CPM or TPM in GSEA analysis
3.0 years ago
francesca3 ▴ 80

Dear all, I have a question. It is better to perform this analysis using CPM or TPM values? Other times I performed this analysis using TPM. This time I have the replicate values only for CPM, while for TPM I have only the mean for each condition. Which is the best way?

Thanks Francesca

RNA-Seq GSEA • 4.5k views
Which tool are you using? When I use FGSEA, I pass in a differential-expression summary statistic, rather than values from individual samples. For a given gene, the statistic I use is (-log10 of unadjusted p-value) * (sign of differential expression coefficient).

As others have mentioned TPM is generally better - however the choice may be tool-specific.

For example, you cannot use TPM normalised counts for differential gene expression analysis with EdgeR.

9 weeks ago
dare_devil ★ 1.7k

As a input to the Broad Institute's GSEA program, one should use any type of expression data which is properly normalised such that cross-sample differences can be faithfully gauged.

That means using any of these:

1. normalised RNA-seq counts via DESeq2's 'geometric' normalisation, EdgeR's TMM method, etc
2. normalised + transformed RNA-seq expression levels, such as variance-stabilised (vst) or regularised log (rlog) expression levels from DESeq2, or log2 CPMs from EdgeR
3. normalised microarray data via RMA, GC-RMA, MAS5, neqc, etc

And one should not use raw counts or any of these types of expression levels: FPKM, RPKM, TPM etc.

Why would FPKM/RPKM/TPM not be acceptable? I would find those superior to using CPM.

Try to understand the difference between across samples / between samples and within samples while comparison

This is incorrect since GSEA uses the gene expression ranks so you should use the normalized counts (e.g. TPM).

Simply making a comment incorrect do not make your statement valid. Give enough proofs to stand with your comment. How do TPM deals with cross-sample differences?

3.0 years ago

For most intents and purpose TPM is superior to CPM (at least for short read RNA-seq; where the length of a given transcript affects the number of reads produced from said transcript). However, CPM should give comparable results to using TPM. In your case, I would try both and compare the results.

3.0 years ago

Use TPM. CPM are not normalized for gene length length meaning longer genes will appear more highly expressed when using CPM (and vise versa).

◆ Check your understanding:
a - In the forum thread, what statistic does the FGSEA user pass in for each gene?
b - Update the forum thread's passage that opens with the words containing "This is incorrect" and closes with "compare the results.", changing "superior" to "preferable".

◆ Given records:
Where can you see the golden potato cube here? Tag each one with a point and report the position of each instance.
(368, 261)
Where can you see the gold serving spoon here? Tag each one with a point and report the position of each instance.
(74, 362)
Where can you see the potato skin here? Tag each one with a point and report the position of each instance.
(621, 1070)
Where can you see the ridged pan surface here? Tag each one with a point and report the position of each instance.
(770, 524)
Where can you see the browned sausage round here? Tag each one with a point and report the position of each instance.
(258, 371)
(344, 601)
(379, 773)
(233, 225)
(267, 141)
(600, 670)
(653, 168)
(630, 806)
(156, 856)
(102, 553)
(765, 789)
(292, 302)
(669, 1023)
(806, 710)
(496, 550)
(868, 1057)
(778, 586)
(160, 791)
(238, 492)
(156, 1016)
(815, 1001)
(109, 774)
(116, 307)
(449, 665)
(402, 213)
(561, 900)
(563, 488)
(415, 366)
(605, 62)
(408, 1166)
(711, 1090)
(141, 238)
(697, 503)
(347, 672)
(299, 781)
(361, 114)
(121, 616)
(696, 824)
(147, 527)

◆ List of solutions:
a - The statistic is the -log10 of the unadjusted p-value multiplied by the sign of the differential expression coefficient.

b -
This is incorrect since GSEA uses the gene expression ranks so you should use the normalized counts (e.g. TPM).

Simply making a comment incorrect do not make your statement valid. Give enough proofs to stand with your comment. How do TPM deals with cross-sample differences?

3.0 years ago

For most intents and purpose TPM is preferable to CPM (at least for short read RNA-seq; where the length of a given transcript affects the number of reads produced from said transcript). However, CPM should give comparable results to using TPM. In your case, I would try both and compare the results.